Esta cena já nos faz tirar algumas conclusões sobre tal futuro e o mercado de robôs: eles claramente são projetados não apenas para servir como ajudantes nas casas, empresas e indústrias (ao longo do filme vemos estes humanoides trabalhando em toda parte, de atendentes de bar até cirurgiões), mas também para fins afetivos e eróticos.
Ora, se o Nick enfiou o "dick" na robô, é porque ela tinha uma simulação de órgão genital. Em certa cena ela aparece seminua (mostrando que a Megan Fox está em ótima forma, convenhamos), e fica claro que ela foi projetada para ter uma aparência atraente e sedutora. Além disso seu comportamento também foi projetado para tal, pois ela frequentemente se oferece para o Nick.
A robô é projetada para buscar sempre o bem estar do usuário, então esta lógica adotada pela máquina acaba levando-a a uma atitude hedonista, visando o prazer como um fim em si mesmo e ignorando as demais nuances da existência humana.
Por exemplo, embora seja verdade que o sexo trouxe prazer e reduziu o stress de Nick, isto envolvia trair sua esposa, o que em consequência causaria culpa e crise ao casamento, desestabilizando toda a família. O prazer imediato trouxe consequências posteriores. Isto a máquina não soube calcular.
O fato é que a simples convivência tem um forte efeito nos sentimentos humanos. Mesmo sendo uma robô, Alice logo se tornou querida pela filha de Nick e o próprio Nick ficou com mixed feelings, sentindo atração por ela, mesmo que continue considerando-a uma máquina.

> _Itens selecionados_
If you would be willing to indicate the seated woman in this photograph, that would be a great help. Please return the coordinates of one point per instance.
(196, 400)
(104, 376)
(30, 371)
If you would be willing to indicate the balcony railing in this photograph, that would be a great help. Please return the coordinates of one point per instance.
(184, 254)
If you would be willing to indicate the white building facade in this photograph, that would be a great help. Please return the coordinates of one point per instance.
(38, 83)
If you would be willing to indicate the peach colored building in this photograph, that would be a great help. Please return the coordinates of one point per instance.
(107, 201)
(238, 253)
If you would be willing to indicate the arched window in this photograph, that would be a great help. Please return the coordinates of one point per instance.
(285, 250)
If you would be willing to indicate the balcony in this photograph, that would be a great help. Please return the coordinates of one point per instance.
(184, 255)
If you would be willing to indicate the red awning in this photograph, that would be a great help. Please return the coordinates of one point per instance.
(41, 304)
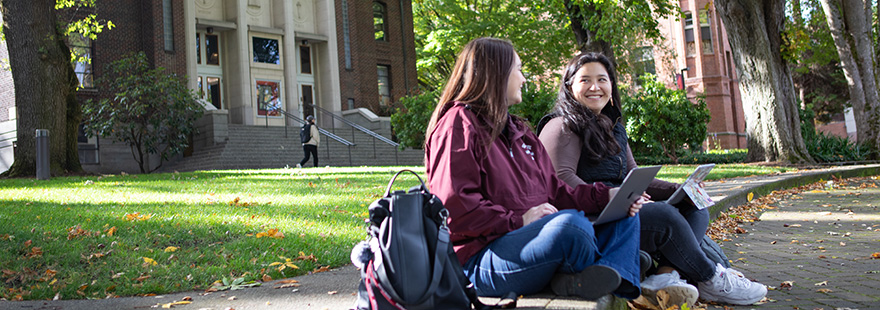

> _Tarefas_
1 > Redigite o trecho do texto apresentado que vai de "Por exemplo, embora" até "considerando-a uma máquina.".
2 > Responda com base no texto apresentado:
(a) Que trabalhos dos humanoides o filme mostra, do primeiro ao último da lista?
(b) Quem logo passou a gostar de Alice?
(c) O que a robô é projetada para buscar sempre?
Responda usando somente o texto apresentado.

> _Respostas_
1 >
Por exemplo, embora seja verdade que o sexo trouxe prazer e reduziu o stress de Nick, isto envolvia trair sua esposa, o que em consequência causaria culpa e crise ao casamento, desestabilizando toda a família. O prazer imediato trouxe consequências posteriores. Isto a máquina não soube calcular.
O fato é que a simples convivência tem um forte efeito nos sentimentos humanos. Mesmo sendo uma robô, Alice logo se tornou querida pela filha de Nick e o próprio Nick ficou com mixed feelings, sentindo atração por ela, mesmo que continue considerando-a uma máquina.

2 >
(a) De atendentes de bar até cirurgiões.
(b) A filha de Nick.
(c) O bem-estar do usuário.